- What this task involves: Rewrite the following lines with "place one dot per instance" replaced by "mark each instance with a single dot" wherever it occurs, leaving everything else unchanged.
◆ ◆ ◆ ◆
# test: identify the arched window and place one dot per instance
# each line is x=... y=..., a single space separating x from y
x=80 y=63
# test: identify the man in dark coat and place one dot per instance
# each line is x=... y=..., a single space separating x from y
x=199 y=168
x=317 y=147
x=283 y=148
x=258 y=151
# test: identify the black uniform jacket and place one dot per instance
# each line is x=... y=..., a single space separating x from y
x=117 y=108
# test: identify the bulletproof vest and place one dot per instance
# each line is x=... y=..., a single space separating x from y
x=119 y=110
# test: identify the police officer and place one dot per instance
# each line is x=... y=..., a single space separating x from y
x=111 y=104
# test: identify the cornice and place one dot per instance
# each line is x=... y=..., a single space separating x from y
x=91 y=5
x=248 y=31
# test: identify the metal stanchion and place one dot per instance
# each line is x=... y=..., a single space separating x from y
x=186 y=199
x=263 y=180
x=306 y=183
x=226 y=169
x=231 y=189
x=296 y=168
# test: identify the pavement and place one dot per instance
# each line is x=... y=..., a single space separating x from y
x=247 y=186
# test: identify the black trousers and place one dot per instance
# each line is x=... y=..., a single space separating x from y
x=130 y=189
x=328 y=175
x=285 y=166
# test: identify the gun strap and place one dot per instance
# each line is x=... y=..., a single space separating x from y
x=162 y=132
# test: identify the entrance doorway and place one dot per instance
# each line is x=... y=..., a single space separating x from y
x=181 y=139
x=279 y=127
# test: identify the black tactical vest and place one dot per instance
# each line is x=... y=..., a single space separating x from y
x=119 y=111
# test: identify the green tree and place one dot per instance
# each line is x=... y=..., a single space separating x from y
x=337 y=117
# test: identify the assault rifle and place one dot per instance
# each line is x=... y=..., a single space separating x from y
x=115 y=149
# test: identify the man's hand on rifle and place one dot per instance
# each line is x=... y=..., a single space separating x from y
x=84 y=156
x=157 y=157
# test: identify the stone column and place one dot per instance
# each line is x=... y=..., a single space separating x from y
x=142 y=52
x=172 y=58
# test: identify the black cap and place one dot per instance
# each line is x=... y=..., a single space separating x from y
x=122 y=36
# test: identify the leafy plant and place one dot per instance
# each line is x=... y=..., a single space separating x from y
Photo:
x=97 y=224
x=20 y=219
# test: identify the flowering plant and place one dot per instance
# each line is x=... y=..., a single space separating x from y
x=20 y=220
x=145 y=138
◆ ◆ ◆ ◆
- Correct result:
# test: identify the arched window and mark each instance with a single dot
# each line is x=... y=..., a single space separating x from y
x=80 y=63
# test: identify the man in dark coat and mark each instance with a single dot
# each line is x=... y=..., a single space separating x from y
x=199 y=168
x=317 y=147
x=283 y=148
x=258 y=151
# test: identify the black uniform jacket and mark each instance with a single dot
# each line is x=... y=..., a single space separating x from y
x=117 y=108
# test: identify the bulletproof vest and mark each instance with a single dot
# each line is x=... y=..., a single space separating x from y
x=119 y=110
# test: identify the police officer and mark each instance with a single dot
# each line is x=... y=..., a single space separating x from y
x=111 y=104
# test: identify the cornice and mark each instance with a single dot
# each line is x=... y=..., a single space separating x from y
x=91 y=5
x=248 y=31
# test: identify the metal stanchion and mark each instance with a single dot
# each line is x=... y=..., a single space separating x from y
x=186 y=199
x=263 y=180
x=306 y=183
x=226 y=169
x=231 y=189
x=296 y=168
# test: identify the pavement and mark each instance with a single dot
# each line is x=... y=..., a single space separating x from y
x=247 y=186
# test: identify the black trousers and mark each instance with a single dot
# each line is x=... y=..., a single space separating x from y
x=130 y=189
x=328 y=175
x=285 y=166
# test: identify the gun strap and mark each instance with a single dot
# each line is x=... y=..., a single space separating x from y
x=162 y=132
# test: identify the entrance doorway and mark each instance with a single dot
# each line is x=... y=..., a single space separating x from y
x=181 y=139
x=279 y=127
# test: identify the black tactical vest and mark each instance with a single dot
# each line is x=... y=..., a single space separating x from y
x=119 y=111
# test: identify the green tree and mark each instance with a single dot
# each line is x=... y=..., a single space separating x from y
x=337 y=117
# test: identify the assault rifle and mark each instance with a single dot
# each line is x=... y=..., a single space separating x from y
x=115 y=149
# test: identify the man's hand on rifle and mark each instance with a single dot
# each line is x=... y=..., a single space separating x from y
x=84 y=156
x=157 y=157
# test: identify the stone column and mark each instance with a single dot
# each line is x=... y=..., a single space separating x from y
x=142 y=52
x=172 y=58
# test: identify the black cap and mark each instance with a single dot
# each line is x=... y=..., a single space separating x from y
x=122 y=36
# test: identify the leafy plant and mark each instance with a single dot
# each line is x=... y=..., a single space separating x from y
Photo:
x=97 y=224
x=20 y=219
# test: identify the flowering plant and mark each instance with a single dot
# each line is x=... y=..., a single space separating x from y
x=20 y=220
x=145 y=138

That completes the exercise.